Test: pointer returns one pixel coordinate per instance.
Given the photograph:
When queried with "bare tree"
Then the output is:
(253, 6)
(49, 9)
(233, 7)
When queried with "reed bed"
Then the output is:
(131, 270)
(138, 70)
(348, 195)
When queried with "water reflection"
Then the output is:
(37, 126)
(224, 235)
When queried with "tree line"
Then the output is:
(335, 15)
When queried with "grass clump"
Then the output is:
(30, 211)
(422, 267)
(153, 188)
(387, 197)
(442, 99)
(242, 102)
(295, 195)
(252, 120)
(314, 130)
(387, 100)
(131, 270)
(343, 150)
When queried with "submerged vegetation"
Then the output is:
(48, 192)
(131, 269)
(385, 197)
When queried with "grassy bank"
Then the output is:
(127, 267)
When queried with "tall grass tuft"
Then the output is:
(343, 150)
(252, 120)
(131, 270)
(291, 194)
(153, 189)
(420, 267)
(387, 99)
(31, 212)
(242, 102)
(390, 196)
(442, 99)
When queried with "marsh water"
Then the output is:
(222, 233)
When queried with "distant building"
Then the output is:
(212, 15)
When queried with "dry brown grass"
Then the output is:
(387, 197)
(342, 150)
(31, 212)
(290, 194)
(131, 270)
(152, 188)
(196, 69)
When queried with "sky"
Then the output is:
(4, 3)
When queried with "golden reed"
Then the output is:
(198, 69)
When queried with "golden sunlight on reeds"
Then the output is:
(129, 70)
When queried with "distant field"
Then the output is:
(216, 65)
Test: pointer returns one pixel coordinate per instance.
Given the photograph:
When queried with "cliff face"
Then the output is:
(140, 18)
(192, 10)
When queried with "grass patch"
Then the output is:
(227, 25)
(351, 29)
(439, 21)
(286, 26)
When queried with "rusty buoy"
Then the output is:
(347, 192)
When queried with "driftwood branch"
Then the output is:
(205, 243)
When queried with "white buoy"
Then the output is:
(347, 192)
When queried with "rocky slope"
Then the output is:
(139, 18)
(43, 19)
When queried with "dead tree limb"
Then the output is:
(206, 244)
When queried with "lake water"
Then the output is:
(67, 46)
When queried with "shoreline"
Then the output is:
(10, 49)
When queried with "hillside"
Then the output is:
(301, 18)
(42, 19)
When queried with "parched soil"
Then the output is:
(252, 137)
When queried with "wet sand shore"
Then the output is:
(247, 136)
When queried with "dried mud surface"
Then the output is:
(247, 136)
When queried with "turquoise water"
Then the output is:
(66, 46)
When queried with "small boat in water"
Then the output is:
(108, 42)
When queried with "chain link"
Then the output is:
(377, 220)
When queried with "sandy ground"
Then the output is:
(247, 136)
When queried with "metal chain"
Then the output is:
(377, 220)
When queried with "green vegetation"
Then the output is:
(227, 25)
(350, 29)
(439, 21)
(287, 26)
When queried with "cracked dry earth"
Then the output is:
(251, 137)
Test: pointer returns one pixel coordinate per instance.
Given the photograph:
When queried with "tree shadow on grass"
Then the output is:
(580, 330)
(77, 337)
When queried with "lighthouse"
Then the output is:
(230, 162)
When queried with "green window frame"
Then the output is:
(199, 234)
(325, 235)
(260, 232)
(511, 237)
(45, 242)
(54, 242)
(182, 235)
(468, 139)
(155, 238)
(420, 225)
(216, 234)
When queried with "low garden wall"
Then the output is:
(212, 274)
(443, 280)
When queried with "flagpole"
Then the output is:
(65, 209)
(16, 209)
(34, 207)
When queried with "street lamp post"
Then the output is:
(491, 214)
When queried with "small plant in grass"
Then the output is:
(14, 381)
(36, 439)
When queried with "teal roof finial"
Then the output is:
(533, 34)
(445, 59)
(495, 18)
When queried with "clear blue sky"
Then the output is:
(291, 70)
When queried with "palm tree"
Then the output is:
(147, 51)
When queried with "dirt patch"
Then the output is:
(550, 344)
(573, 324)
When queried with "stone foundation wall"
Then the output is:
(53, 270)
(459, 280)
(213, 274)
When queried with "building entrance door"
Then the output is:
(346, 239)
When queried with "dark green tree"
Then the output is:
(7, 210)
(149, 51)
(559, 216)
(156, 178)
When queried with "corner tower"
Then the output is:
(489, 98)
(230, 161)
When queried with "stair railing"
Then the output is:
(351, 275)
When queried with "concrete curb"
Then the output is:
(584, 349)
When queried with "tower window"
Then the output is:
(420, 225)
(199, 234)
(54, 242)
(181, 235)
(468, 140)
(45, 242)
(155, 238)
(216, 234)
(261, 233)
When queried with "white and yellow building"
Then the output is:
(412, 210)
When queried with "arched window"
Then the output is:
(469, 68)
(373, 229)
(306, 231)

---

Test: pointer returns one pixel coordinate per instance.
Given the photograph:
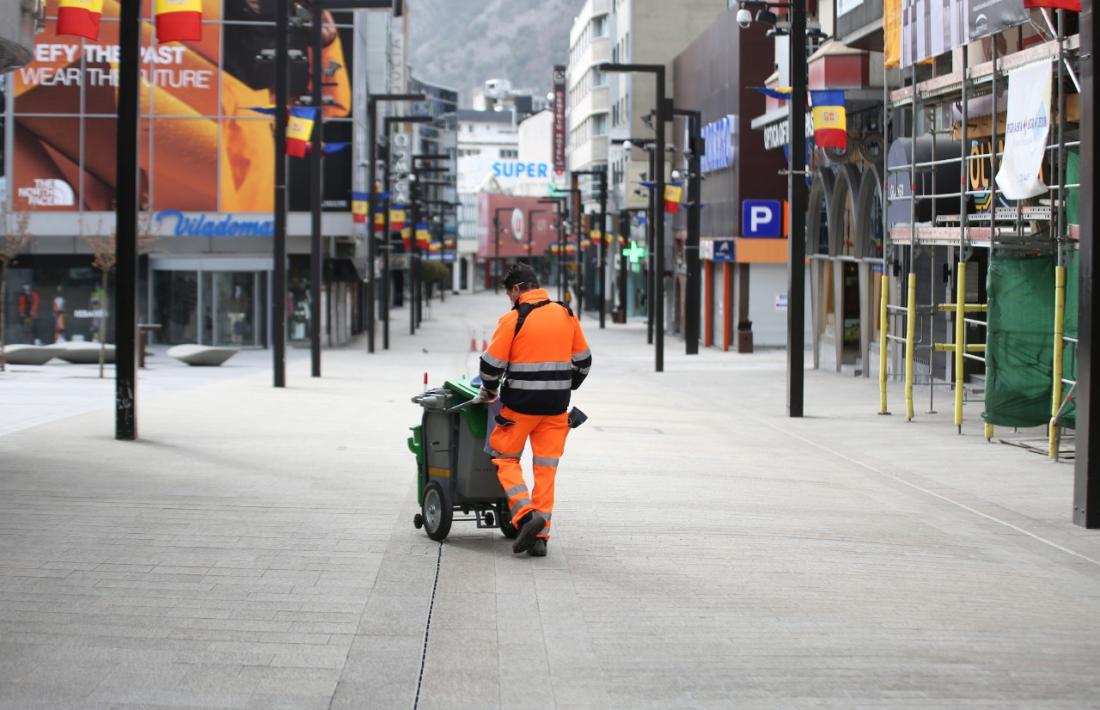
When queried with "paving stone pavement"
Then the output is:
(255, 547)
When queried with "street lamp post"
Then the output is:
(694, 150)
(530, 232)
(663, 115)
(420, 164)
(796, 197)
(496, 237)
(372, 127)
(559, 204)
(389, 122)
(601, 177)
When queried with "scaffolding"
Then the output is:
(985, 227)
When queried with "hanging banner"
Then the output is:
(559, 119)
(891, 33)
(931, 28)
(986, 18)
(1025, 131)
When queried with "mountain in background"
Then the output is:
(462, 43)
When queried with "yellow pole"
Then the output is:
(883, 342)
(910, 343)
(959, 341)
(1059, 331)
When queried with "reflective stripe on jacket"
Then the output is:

---

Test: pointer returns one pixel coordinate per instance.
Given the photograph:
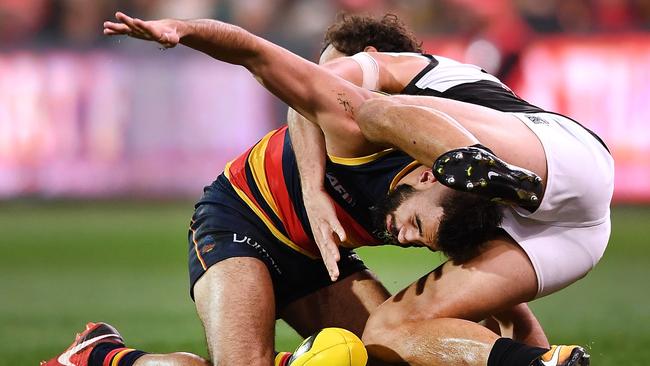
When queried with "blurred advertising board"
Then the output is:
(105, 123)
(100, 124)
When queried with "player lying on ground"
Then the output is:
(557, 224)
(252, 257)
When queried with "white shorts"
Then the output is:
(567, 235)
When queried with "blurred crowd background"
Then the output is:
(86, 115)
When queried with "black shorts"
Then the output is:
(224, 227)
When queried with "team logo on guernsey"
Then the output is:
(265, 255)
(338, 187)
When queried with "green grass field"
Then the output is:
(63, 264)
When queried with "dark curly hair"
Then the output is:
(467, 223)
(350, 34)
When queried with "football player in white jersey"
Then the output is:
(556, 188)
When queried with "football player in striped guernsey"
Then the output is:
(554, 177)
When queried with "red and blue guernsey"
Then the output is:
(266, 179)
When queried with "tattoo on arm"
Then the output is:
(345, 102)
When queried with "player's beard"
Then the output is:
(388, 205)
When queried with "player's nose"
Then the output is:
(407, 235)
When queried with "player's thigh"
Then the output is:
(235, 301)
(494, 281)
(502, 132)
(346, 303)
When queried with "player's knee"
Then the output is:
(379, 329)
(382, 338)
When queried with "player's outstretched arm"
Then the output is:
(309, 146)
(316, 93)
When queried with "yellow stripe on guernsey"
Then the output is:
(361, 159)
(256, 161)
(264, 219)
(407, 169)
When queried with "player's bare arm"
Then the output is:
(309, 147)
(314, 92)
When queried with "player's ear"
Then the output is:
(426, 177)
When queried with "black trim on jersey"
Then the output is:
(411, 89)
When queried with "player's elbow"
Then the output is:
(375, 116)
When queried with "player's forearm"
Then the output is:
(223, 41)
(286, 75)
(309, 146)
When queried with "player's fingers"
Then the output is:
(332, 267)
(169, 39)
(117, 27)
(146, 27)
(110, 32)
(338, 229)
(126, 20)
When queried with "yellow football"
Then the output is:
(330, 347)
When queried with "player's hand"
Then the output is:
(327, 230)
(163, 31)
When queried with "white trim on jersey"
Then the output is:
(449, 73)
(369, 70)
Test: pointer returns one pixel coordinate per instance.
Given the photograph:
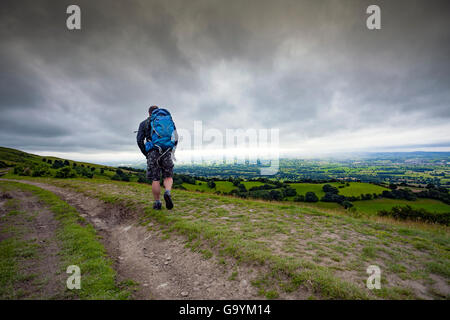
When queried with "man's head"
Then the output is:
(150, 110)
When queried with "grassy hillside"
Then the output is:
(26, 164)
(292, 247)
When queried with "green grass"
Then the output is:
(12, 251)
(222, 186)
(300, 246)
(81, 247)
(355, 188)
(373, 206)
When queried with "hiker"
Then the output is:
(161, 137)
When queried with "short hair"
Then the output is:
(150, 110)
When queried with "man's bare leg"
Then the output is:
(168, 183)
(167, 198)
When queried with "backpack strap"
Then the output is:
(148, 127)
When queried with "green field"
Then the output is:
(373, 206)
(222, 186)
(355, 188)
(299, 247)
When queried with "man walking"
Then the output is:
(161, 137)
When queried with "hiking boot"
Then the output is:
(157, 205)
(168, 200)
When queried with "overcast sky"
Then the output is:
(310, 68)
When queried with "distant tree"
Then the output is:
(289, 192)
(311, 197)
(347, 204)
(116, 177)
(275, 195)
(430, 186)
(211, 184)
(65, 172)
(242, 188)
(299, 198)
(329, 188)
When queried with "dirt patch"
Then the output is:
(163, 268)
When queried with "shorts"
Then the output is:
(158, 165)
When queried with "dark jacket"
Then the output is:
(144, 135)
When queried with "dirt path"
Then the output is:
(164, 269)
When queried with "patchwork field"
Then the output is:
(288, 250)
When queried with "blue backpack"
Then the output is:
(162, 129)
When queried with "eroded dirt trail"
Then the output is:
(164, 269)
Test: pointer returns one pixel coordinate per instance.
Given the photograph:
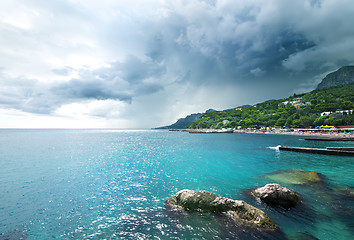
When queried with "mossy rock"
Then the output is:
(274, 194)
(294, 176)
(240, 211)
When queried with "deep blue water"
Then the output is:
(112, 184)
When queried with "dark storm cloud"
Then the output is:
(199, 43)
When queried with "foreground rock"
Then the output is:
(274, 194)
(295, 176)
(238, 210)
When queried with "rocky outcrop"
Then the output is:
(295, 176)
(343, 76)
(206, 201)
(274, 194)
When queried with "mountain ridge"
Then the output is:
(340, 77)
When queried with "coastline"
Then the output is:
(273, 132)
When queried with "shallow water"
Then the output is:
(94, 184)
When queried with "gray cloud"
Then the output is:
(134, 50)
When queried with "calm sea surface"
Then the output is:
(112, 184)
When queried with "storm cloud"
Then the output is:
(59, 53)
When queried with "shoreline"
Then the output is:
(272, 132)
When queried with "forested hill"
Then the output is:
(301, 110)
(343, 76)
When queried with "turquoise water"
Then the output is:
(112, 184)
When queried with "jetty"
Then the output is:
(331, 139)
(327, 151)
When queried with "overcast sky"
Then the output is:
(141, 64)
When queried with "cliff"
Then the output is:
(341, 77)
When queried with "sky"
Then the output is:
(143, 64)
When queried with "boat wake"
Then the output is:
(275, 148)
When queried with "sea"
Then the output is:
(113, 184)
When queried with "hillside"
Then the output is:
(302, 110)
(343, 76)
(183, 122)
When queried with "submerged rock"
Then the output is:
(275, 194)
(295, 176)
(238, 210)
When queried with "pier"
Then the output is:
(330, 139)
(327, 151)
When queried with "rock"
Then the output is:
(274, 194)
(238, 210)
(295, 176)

> What you should do: Copy every line from the entries above that contains the word "submerged".

> Exercise output:
When queried with "submerged vegetation"
When queried with "submerged rock"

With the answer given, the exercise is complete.